- _What is required_
Turn the stretch of rows from the line containing "Phrase -- gray polo shirt" through the end of the records into a two-column CSV with the columns instruction and points. Give one line for each row, with its text and its answer each in a single quoted field and line breaks replaced by spaces, and leave the pictures out.

- _Exercise materials_
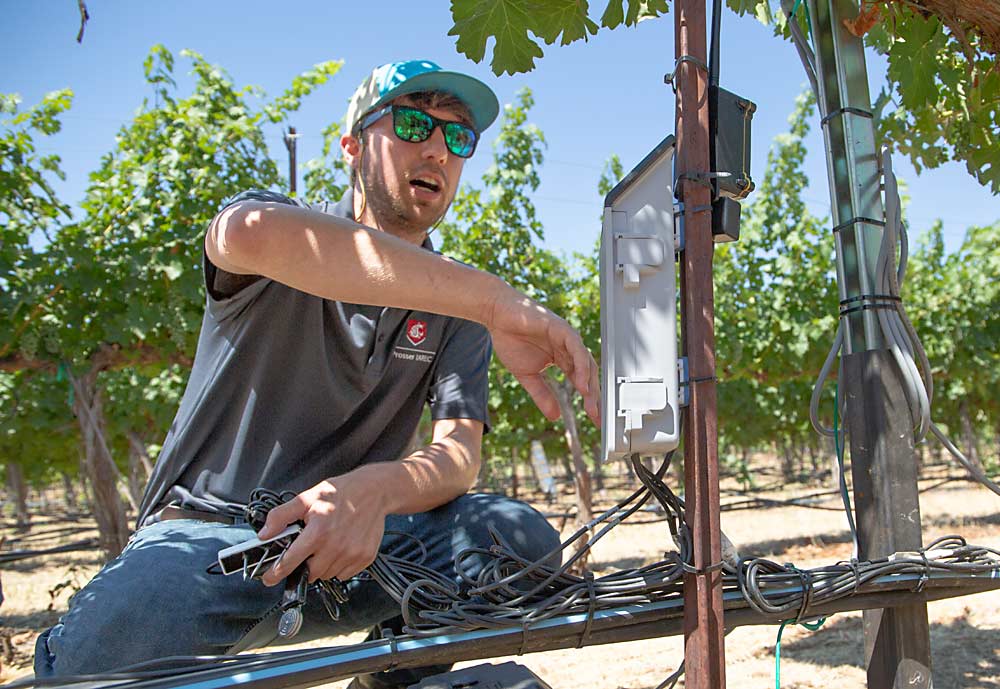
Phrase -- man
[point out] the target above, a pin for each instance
(321, 343)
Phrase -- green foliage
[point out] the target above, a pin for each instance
(28, 205)
(145, 214)
(121, 287)
(495, 228)
(941, 101)
(775, 302)
(37, 428)
(517, 26)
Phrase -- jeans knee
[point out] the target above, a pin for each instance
(44, 660)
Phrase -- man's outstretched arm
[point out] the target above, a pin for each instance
(341, 260)
(345, 515)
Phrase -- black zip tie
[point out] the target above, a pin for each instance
(669, 78)
(702, 178)
(588, 578)
(855, 221)
(806, 578)
(860, 297)
(388, 635)
(924, 575)
(857, 575)
(691, 569)
(844, 111)
(868, 307)
(524, 637)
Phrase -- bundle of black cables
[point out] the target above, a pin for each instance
(512, 591)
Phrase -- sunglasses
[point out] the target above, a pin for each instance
(413, 125)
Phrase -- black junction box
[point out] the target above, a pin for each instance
(507, 675)
(729, 122)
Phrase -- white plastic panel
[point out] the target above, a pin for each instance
(639, 311)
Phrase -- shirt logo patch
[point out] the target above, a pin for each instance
(416, 331)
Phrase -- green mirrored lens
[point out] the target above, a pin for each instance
(460, 139)
(412, 125)
(415, 126)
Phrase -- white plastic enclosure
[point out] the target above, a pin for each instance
(639, 311)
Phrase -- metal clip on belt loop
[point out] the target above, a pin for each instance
(669, 78)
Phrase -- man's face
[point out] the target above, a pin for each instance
(408, 186)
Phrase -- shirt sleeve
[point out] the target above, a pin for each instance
(228, 293)
(460, 387)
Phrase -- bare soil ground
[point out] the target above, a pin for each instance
(965, 632)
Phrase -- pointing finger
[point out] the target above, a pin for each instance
(281, 516)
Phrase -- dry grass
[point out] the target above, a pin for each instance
(965, 632)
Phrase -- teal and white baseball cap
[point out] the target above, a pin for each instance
(396, 79)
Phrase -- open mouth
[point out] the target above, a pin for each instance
(425, 184)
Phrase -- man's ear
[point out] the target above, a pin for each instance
(350, 148)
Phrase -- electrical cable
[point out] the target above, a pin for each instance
(898, 333)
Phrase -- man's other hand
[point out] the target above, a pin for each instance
(528, 338)
(344, 523)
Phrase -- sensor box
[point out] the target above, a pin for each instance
(639, 311)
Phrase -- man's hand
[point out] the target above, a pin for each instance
(528, 338)
(344, 523)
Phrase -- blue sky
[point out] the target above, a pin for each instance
(606, 96)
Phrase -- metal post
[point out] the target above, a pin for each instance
(290, 139)
(897, 640)
(704, 635)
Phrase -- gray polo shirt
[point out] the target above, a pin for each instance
(288, 389)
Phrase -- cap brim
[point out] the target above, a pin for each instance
(480, 99)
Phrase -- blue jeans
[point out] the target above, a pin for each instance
(156, 599)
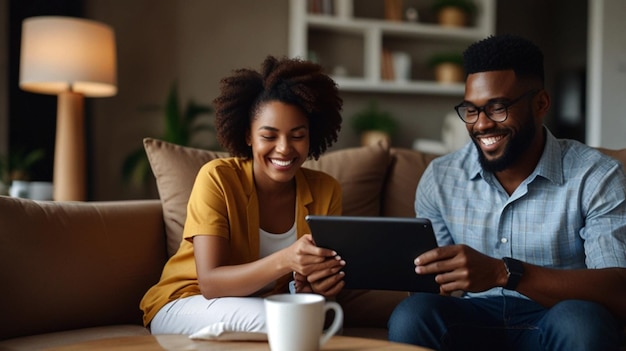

- _Solution to this problem_
instruction,points
"Phrase -- gray polo shirt [point out] the target above, a pin for each instance","(288, 389)"
"Phrase -- cap brim [point out] the target above, a pin for each instance","(480, 99)"
"Phrase -- blue jeans [point out] the target above, a pin for each instance","(156, 599)"